SOURCE EXCERPT —
* begin *

As an Eels supporter of more than 45 years, disappointment barely covers it. I can’t recall ever feeling this let down by the game’s leadership.

For months, V’landys assumed near-biblical authority, publicly championing tougher new anti-tampering laws for contract sanctity, player loyalty over R360 money grabs, and ten-year bans for any player who entered into agreements with R360.

Court discovery documents have been revealing. They shows Zac Lomax entered into a provisional contract with R360 prior to his release from the Eels. Then, after R360 collapsed, he entered into another NRL contract with the Storm, which was officially uploaded before the Eels’ consent and in breach of the release terms. Those matters are capable of supporting an inference of a fait accompli and bad faith.

Against that backdrop, V’landys’ apparent backflips, and the willingness to look the other way —because Lomax is "human" and one of the game's "best players"— is striking. That begs a question: how does contract sanctity, bad-faith deeds, anti-tampering, and tough talk apply to all the other humans in the game?

Prima facie, the Lomax case initially seemed simple.

Lomax wanted out early to leave the NRL and play rugby union with R360. The Eels agreed to a conditional release on strict and express terms that were clear, lawyered, made in good faith, and registered. If he wanted back into the NRL, he needed the Eels’ consent. That was the deal. Everything was by the book.

The restraint was not designed to punish him arbitrarily. It was designed to protect the Eels from a very real and foreseeable risk: losing a contracted marquee player for nothing, only to see him immediately resurface at a rival club. That is a textbook legitimate business interest.

The uncomfortable truth is this case is not a slam dunk. That likely explains why, after weeks of radio silence assessing where the case sits, the game’s regulator weighed in to help frame the public narrative.

The NSW Exception and the Two Limbs

In Australia, restraints of trade do not live solely in contract law. They sit firmly in the courts of equity. The question is not simply what does the contract say, but whether it is fair to enforce the restraint in these circumstances.

NSW is different. Unlike all other states, its courts have the power to read down or trim restraints. A restraint that is too broad or unfairly applied can be narrowed, modified, or set aside altogether. A three-year exclusion is therefore not immune from scrutiny.

Under the Restraints of Trade Act 1976 (NSW), the Supreme Court may uphold or read down a restraint only if two limbs are satisfied:

  • the restraint protects a legitimate business interest and goes no further than is reasonably necessary to protect that interest; and
  • enforcement of the restraint is in the public interest.

V’landys and Walters did not merely support Lomax. They fired missiles at both limbs underpinning the Eels’ case.

* end *

INFORMATION SHOWN —
* begin *

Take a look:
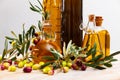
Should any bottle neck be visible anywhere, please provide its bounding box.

* end *

WORK TO COMPLETE —
1 - Answer these from the Zac Lomax opinion piece:
(a) Which NRL club did Lomax sign with after R360 collapsed?
(b) How long a ban did V'landys champion for players who entered into agreements with R360?
(c) Under which Act may the NSW Supreme Court uphold or read down a restraint?
2 - Return the passage of the Zac Lomax opinion piece from "Prima facie, the" up to and including "the public narrative.".
3 - Carry the Zac Lomax opinion piece forward from the point where it stops.
The lines play no part in what comes next.

OUTPUTS BY TASK —
1 -
(a) The Storm.
(b) Ten years.
(c) The Restraints of Trade Act 1976 (NSW).

2 -
Prima facie, the Lomax case initially seemed simple.

Lomax wanted out early to leave the NRL and play rugby union with R360. The Eels agreed to a conditional release on strict and express terms that were clear, lawyered, made in good faith, and registered. If he wanted back into the NRL, he needed the Eels’ consent. That was the deal. Everything was by the book.

The restraint was not designed to punish him arbitrarily. It was designed to protect the Eels from a very real and foreseeable risk: losing a contracted marquee player for nothing, only to see him immediately resurface at a rival club. That is a textbook legitimate business interest.

The uncomfortable truth is this case is not a slam dunk. That likely explains why, after weeks of radio silence assessing where the case sits, the game’s regulator weighed in to help frame the public narrative.

3 -
“Look, it’s always been my view to keep our best players,” V’landys told Code sport yesterday in a passionate defence of Lomax.

“I’m looking at it in two ways. Firstly, Zac is a human being and secondly, as far as rugby league is concerned, my job is to have the best players playing rugby league,” directly engaging the public-interest limb.

“We all make mistakes. He’s made a mistake in thinking, but let’s not crucify the guy.

“Zac went down a different path, but at the same time, don’t over-penalise him," implicitly cautioning against an overly punitive restraint.

Walters echoed that position. On a nuclear megaphone.

“I bet Zac Lomax is playing in the NRL this year,” Walters said on his Inside Ball podcast dated 4 February.

“Is it fair on them (Parramatta Eels) to say to Zac Lomax you cannot play in the NRL ...(but) it’s a restriction of trade."

“This guy has a timeline of his official capacity to earn money."

“Contracts don’t mean anything. I had a contract with the Broncos (when Walters was dismissed in 2024). I didn’t get paid out. I got paid nowhere near the amount I was owed."

“Yes, Lomax asked to leave. He could go back to the Eels but they don’t want him."

“The clubs don’t care about players, all the time they are getting them on the players’ market."

“I’m defending Zac Lomax (right) to play the game."

“Zac Lomax will be playing for the Melbourne Storm ... but he won’t be playing in round 1 against the Eels."

The good news is none of this decides the case. But in NSW, it is not irrelevant either.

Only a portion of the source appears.